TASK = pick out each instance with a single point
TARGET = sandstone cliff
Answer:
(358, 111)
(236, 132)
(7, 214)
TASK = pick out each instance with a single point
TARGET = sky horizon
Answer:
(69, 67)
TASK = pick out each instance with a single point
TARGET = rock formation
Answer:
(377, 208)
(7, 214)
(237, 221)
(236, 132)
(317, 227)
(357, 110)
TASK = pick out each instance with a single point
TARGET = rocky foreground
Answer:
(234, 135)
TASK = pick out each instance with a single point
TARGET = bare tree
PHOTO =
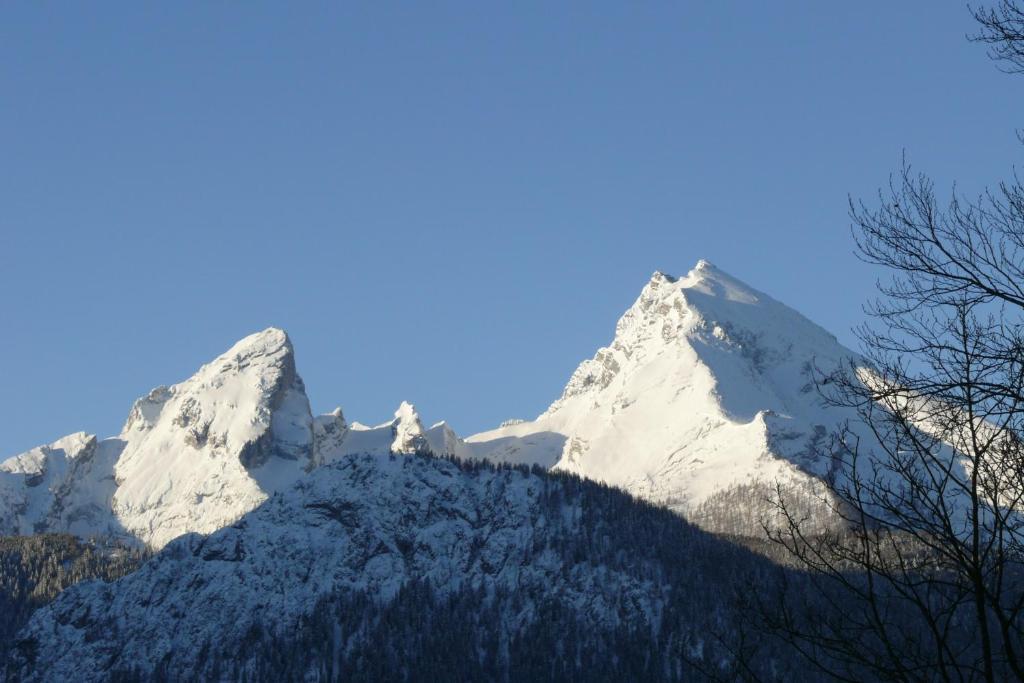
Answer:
(927, 580)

========================================

Leaving the images out, retype all the material above exactly.

**Expected answer:**
TASK = pick out each instance with a single point
TARGET = sandstone cliff
Answer:
(358, 111)
(236, 132)
(7, 214)
TASK = pick out each instance with a single point
TARGET = sky horizon
Answer:
(69, 67)
TASK = pick out each instance with a single point
TARGET = rock formation
Answer:
(377, 208)
(7, 214)
(237, 221)
(236, 132)
(317, 227)
(357, 110)
TASK = pick out each instance with a single point
TARGET = rocky foreground
Answer:
(234, 135)
TASK = pick out each instance with a single point
TARGET = bare tree
PHOTO =
Answer:
(927, 580)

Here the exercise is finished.